• [Task prompt]
Reproduce every one of the following items word for word, changing nothing.
-------- Raw data --------
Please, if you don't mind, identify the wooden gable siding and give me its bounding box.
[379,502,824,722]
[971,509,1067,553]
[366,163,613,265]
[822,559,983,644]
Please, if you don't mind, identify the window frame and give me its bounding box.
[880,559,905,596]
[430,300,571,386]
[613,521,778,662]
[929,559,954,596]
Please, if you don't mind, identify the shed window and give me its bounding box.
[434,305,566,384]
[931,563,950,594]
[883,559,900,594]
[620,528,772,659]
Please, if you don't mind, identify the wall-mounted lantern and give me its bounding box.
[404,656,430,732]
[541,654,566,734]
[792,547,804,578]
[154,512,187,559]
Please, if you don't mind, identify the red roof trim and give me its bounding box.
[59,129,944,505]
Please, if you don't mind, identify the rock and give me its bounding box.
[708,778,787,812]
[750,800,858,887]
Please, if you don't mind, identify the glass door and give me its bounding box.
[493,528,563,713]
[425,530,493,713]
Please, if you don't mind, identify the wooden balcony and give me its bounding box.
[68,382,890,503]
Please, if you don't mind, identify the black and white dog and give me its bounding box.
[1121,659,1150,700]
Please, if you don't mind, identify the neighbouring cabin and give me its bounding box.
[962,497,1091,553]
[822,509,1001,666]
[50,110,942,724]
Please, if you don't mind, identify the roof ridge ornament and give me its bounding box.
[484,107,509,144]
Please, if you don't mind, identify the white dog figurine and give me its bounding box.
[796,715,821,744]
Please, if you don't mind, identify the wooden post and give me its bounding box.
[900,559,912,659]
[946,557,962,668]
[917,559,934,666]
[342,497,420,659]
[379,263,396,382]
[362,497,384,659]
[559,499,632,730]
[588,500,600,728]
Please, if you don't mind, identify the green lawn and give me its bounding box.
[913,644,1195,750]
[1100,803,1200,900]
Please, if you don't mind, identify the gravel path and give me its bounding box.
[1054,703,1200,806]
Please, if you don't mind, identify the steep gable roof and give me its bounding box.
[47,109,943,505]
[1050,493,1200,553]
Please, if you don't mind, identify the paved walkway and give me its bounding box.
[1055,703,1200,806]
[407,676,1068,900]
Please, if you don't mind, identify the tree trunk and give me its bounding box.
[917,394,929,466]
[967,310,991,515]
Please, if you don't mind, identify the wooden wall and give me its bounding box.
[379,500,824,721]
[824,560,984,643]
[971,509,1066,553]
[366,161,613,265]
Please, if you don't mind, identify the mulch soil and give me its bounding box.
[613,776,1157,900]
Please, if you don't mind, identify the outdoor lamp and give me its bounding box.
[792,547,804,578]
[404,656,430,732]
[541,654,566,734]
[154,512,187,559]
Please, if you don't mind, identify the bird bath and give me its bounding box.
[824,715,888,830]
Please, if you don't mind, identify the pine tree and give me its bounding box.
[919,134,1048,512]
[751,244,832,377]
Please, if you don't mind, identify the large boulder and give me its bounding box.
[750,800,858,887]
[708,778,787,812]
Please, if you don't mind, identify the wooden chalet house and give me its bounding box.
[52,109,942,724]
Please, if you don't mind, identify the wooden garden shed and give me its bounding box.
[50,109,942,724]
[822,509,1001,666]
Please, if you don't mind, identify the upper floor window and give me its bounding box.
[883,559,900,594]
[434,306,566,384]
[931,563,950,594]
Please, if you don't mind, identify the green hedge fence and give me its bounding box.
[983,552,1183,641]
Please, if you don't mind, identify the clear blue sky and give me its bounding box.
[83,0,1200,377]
--------
• [Correct result]
Please, if you don't mind, identify the wooden gable siding and give me its bounding box.
[379,502,824,722]
[971,509,1067,553]
[366,163,613,265]
[822,559,983,644]
Please, if you don't mind, identify the window frame and give me its bounding box.
[880,559,905,596]
[430,300,571,386]
[613,521,778,662]
[929,559,954,596]
Please, if you don't mind, identify the shed window and give me its bounding box.
[434,305,566,384]
[931,563,950,594]
[883,559,900,594]
[620,528,772,659]
Please, if you don't mind, identify the wall-mounted lantern and give me its bounding box.
[404,656,430,732]
[541,654,566,734]
[792,547,804,578]
[154,512,187,559]
Please, if you don't mind, identify the red roof trim and give me its bounding box.
[59,129,944,505]
Please, if you don't mind, identify the rock and give me its bounding box.
[708,778,787,812]
[750,800,858,887]
Please, if you don't mind, identify the glass door and give me its bounding box.
[493,528,563,713]
[425,530,493,713]
Please, if you don't mind, identify the wooden balcony and give me its bounding box.
[68,382,890,503]
Please, if you don't mind, identify the black and white dog and give me its bounding box.
[1121,659,1150,700]
Please, if you don't mind, identify the neighbouring cabin and give me its bounding box.
[962,497,1091,553]
[822,509,1001,666]
[50,110,942,724]
Please, if you don't mind, identify the roof ridge ornament and give me its bounding box.
[484,107,509,144]
Please, if you don't mind, identify the white dog figurine and give me its bounding box.
[796,715,821,744]
Please, if you don't mind, identify the wooden post and give me its bounding box.
[900,559,912,659]
[946,557,962,668]
[917,559,934,666]
[342,497,420,659]
[379,263,396,382]
[362,497,384,659]
[559,499,632,730]
[588,500,600,728]
Please, if you don't mind, identify the green lawn and give me its bounding box.
[913,644,1195,750]
[1100,803,1200,900]
Please, if you don't mind, identify the gravel path and give me its bounding box.
[1054,703,1200,806]
Please, if you don't mind, identify the steep gable roof and give me its bounding box.
[47,109,943,505]
[1050,493,1200,553]
Please, if you don't mind, identify the paved walkway and give me its bounding box.
[1055,703,1200,806]
[407,676,1068,900]
Please, if you don't mind, identify the tree trunk and give me its bounding box.
[917,394,929,466]
[967,310,991,515]
Please, if you don't mind, identify the wooden wall and give me its bounding box.
[379,500,824,721]
[824,560,984,643]
[971,509,1066,553]
[366,161,613,265]
Please, if you don't mind, identify the mulch soil and give me its bounding box.
[613,776,1157,900]
Please, if you don't mind, identify the outdoor lamp and give me its bounding box.
[792,547,804,578]
[404,656,430,732]
[541,654,566,734]
[154,512,187,559]
Please, if you don't mind, identify the bird bath and give me its bounding box.
[824,715,888,830]
Please, if you don't mind, identify the pine tree and give me its bounding box.
[919,134,1048,512]
[751,244,832,377]
Please, if you don't mind, identify the large boulder and give me its bounding box.
[750,800,858,887]
[708,778,787,812]
Please, if you don't mind, identify the wooden chalet house and give me its bounding box.
[52,109,942,724]
Please, if you don't mind, identify the wooden garden shed and give me its bounding box.
[50,109,942,724]
[822,509,1001,666]
Please, if you don't mind, identify the upper floor window and give me its bounding box.
[883,559,900,594]
[434,306,566,384]
[931,563,950,594]
Please, if you don't mind, identify the green hedge fence and give me its bounding box.
[983,552,1183,641]
Please, if you don't mind, identify the clear blue sky and give me its bounding box.
[83,0,1200,377]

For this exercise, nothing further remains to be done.